### Partes del ejercicio:
A. Reescribe el fragmento del artículo sobre la voz femenina y el cerebro masculino que empieza en "Los cultores del" y acaba en "las razones fisiológicas.", cambiando "machos" por "varones".
B. Prosigue el artículo sobre la voz femenina y el cerebro masculino a partir de su última frase.

### Sección del documento:
Los cultores del amor cortés, en esta tardoactualidad generalmente objeto de despecho femenino, acaso tengan ahora una excusa perfecta para darse una tregua o bien dar rienda suelta a otras pasiones después de que un grupo de científicos británicos, al mando de Michael Hunter, de la Universidad de Sheffield, probaran, mediante una serie de estudios basados en resonancias magnéticas, que la voz de una mujer es capaz de agotar el cerebro masculino.
Al parecer, el rango de emisión sonora de las féminas –la noticia habla de sexo, no de género– es más alto que el de los machos. Y el sucederse de las voces (femeninas) podría producir una pequeña desconexión cognitiva en el aparato receptor (masculino), habitualmente leída como falta de atención, hartazgo o desinterés. Y que lo hay, lo hay, y es mutuo. Pero si eso sucede, no debería confundirse con las razones fisiológicas.
Se trata del tamaño de las cuerdas vocales y de la laringe, del tamaño y la forma; y del área del cerebro que ocupa el tono femenino, más amplio que el del hombre; también, por supuesto, de los estilos de enunciación, circulares en las mujeres, más directos en los hombres, según los investigadores británicos. Pero el profesor Hunter no ha especulado sobre las eventuales consecuencias de la desconexión masculina.

[Descripciones de regiones en lenguaje natural]
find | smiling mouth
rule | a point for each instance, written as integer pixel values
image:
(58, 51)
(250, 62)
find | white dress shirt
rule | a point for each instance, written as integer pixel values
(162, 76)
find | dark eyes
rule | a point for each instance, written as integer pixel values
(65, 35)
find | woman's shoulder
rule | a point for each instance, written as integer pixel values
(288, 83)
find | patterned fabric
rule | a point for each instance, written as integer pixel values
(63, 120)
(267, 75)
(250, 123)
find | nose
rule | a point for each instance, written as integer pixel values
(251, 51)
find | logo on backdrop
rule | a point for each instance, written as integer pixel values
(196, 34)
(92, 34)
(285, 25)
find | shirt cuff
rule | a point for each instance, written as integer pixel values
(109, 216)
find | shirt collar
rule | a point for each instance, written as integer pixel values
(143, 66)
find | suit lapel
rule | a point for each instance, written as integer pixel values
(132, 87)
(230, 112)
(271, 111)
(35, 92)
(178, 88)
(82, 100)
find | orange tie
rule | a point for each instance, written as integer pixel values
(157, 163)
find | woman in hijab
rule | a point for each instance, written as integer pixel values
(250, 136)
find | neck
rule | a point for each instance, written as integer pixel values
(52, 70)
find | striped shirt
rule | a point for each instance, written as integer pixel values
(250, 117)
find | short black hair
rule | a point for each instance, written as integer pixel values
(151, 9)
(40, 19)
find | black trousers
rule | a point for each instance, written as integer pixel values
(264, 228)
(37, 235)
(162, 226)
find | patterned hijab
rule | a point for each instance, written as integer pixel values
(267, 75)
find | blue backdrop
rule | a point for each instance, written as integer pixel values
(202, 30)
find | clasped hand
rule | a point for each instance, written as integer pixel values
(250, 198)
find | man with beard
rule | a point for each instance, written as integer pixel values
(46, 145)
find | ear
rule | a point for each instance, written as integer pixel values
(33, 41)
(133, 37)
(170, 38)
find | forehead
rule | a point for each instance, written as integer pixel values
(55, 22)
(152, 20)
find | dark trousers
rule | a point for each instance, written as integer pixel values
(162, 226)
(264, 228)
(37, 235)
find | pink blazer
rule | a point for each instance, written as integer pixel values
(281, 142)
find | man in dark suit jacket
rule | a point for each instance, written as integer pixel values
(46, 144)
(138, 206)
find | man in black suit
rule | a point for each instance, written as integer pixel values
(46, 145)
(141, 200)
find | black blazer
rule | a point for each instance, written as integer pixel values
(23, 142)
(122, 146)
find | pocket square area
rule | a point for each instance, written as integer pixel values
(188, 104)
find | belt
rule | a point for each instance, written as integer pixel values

### Respuestas esperadas:
A.
Los cultores del amor cortés, en esta tardoactualidad generalmente objeto de despecho femenino, acaso tengan ahora una excusa perfecta para darse una tregua o bien dar rienda suelta a otras pasiones después de que un grupo de científicos británicos, al mando de Michael Hunter, de la Universidad de Sheffield, probaran, mediante una serie de estudios basados en resonancias magnéticas, que la voz de una mujer es capaz de agotar el cerebro masculino.
Al parecer, el rango de emisión sonora de las féminas –la noticia habla de sexo, no de género– es más alto que el de los varones. Y el sucederse de las voces (femeninas) podría producir una pequeña desconexión cognitiva en el aparato receptor (masculino), habitualmente leída como falta de atención, hartazgo o desinterés. Y que lo hay, lo hay, y es mutuo. Pero si eso sucede, no debería confundirse con las razones fisiológicas.

B.
Si este fenómeno explica el canto de las sirenas, la pasión de Ulises, la esclavitud de Butes, el maravilloso timbre de Joni Mitchell, o la pericia prodigiosa de Linda Lovelace y Sasha Grey a la hora de las mamadas, todavía no se puede saber, y el hombre de Sheffield nada ha dicho al respecto. Así también mantuvo silencio cuando se le preguntó –a raíz del descubrimiento y el de su equipo– por el crecimiento sostenido de la homosexualidad, masculina y femenina.
Esa pregunta acaso está fuera de lugar: es como pretender que la emisión de gases de los mamíferos superiores, notabilísimos y fuera de las categorías que incluyen al meteorismo, fueran responsables directos de algunas monstruosidades naturales que están convirtiendo al planeta tierra en un hábitat para supervivientes. En principio, no estamos tan lejos pero estamos lejos de lo peor. Y después habrá que lidiar, quienes hayan soportado pestes, inundaciones y enfermedades, la agresividad connatural al único animal que habla. En esa prospectiva, no es disparado repasar la estética de Bruno Dumont, algo de Michael Haneke y la novela de Gabriel Chevallier, El miedo, sobre la cual volveremos.